◆ Records provided

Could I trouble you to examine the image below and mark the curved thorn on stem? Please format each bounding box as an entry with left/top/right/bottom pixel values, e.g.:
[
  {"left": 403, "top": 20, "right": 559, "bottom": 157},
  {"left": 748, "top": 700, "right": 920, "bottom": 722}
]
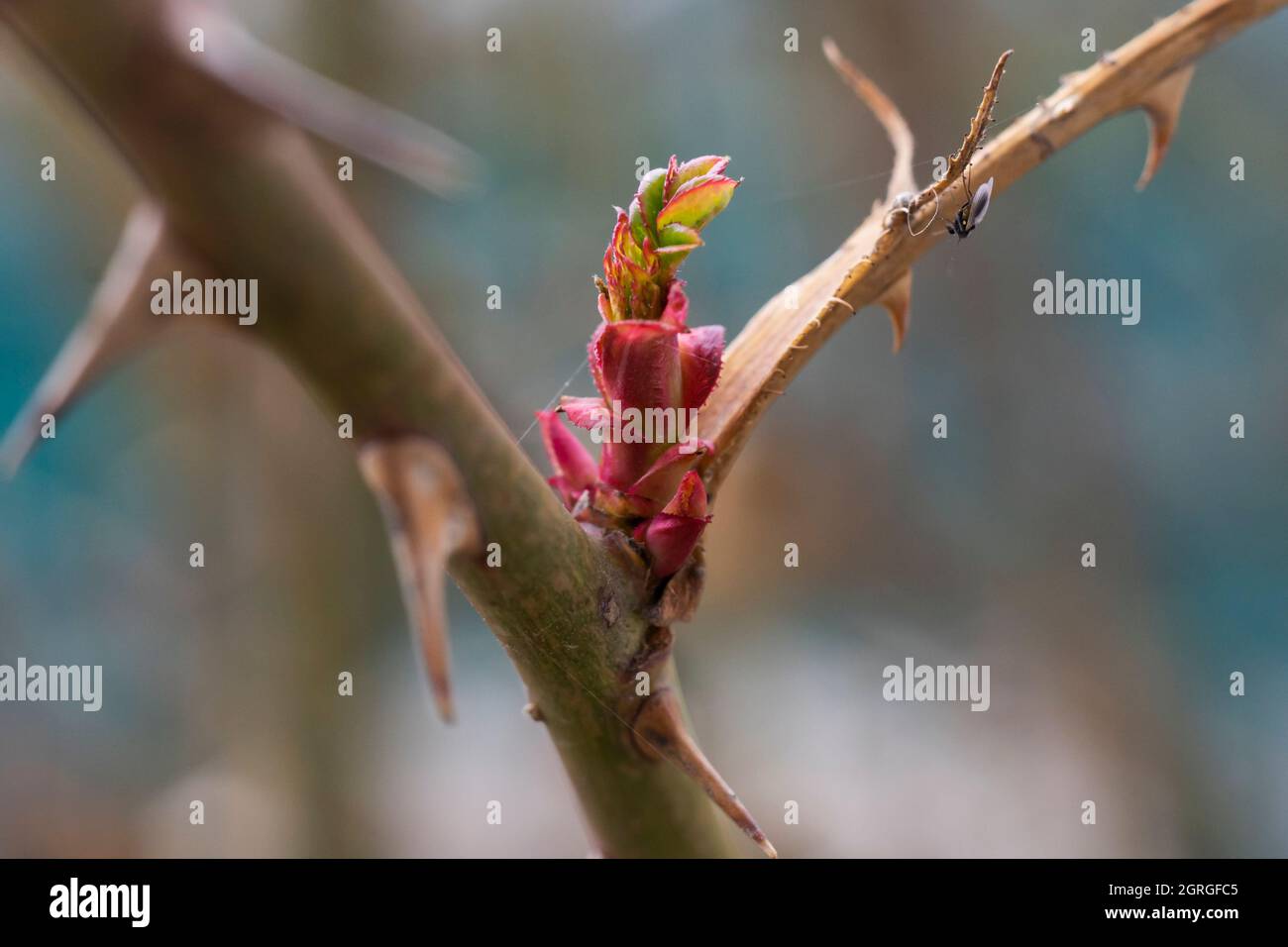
[{"left": 358, "top": 436, "right": 481, "bottom": 723}]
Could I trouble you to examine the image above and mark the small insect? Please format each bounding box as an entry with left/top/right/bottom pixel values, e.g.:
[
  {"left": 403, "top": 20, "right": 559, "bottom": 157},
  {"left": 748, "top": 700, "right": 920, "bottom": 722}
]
[{"left": 945, "top": 167, "right": 993, "bottom": 240}]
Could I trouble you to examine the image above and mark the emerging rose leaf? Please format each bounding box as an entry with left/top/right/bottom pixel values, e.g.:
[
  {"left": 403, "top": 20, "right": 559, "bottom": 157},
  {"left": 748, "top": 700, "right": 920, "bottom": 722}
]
[{"left": 537, "top": 155, "right": 738, "bottom": 578}]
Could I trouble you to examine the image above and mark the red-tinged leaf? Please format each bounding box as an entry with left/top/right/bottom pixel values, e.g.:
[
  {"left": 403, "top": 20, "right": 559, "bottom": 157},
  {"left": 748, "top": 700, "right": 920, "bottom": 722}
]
[
  {"left": 635, "top": 165, "right": 674, "bottom": 230},
  {"left": 680, "top": 326, "right": 724, "bottom": 408},
  {"left": 559, "top": 394, "right": 612, "bottom": 430},
  {"left": 590, "top": 320, "right": 682, "bottom": 408},
  {"left": 657, "top": 176, "right": 738, "bottom": 230},
  {"left": 657, "top": 224, "right": 702, "bottom": 254},
  {"left": 625, "top": 443, "right": 712, "bottom": 510},
  {"left": 665, "top": 155, "right": 729, "bottom": 200},
  {"left": 626, "top": 194, "right": 648, "bottom": 250},
  {"left": 537, "top": 406, "right": 602, "bottom": 493},
  {"left": 644, "top": 513, "right": 707, "bottom": 579},
  {"left": 662, "top": 471, "right": 707, "bottom": 519},
  {"left": 662, "top": 279, "right": 690, "bottom": 327},
  {"left": 654, "top": 155, "right": 680, "bottom": 203}
]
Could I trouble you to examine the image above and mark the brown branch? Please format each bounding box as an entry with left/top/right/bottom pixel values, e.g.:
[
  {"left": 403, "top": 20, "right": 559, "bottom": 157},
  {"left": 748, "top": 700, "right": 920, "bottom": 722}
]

◆ Problem to solve
Please pick out and copy every line of the records above that contains the word "values", treating uppercase and lowercase as different.

◆ Written answer
Could I trouble you to examine the image below and mark the curved thorn on stem? Please format each bounding box as an entry with left/top/right/bottom pixel values, e.g.:
Could I trouble you to examine the image above and mark the small insect? Please format each bounding box as an entry with left/top/right/bottom pixel values, e.g.:
Could I trouble you to examine the image above and mark the emerging rose leaf? Please format each bounding box as an entry with left/top/right/bottom pixel values, e.g.:
Could I trouble you to examine the image above and mark the red-tinged leaf? Please format each bounding box as an entry with left/top/right/bottom pixel values, e.g.:
Could I trouble you to examine the image above and mark the brown branch? Please format each bounding box as an entry with left/top/right/bottom pixel values, e.g.:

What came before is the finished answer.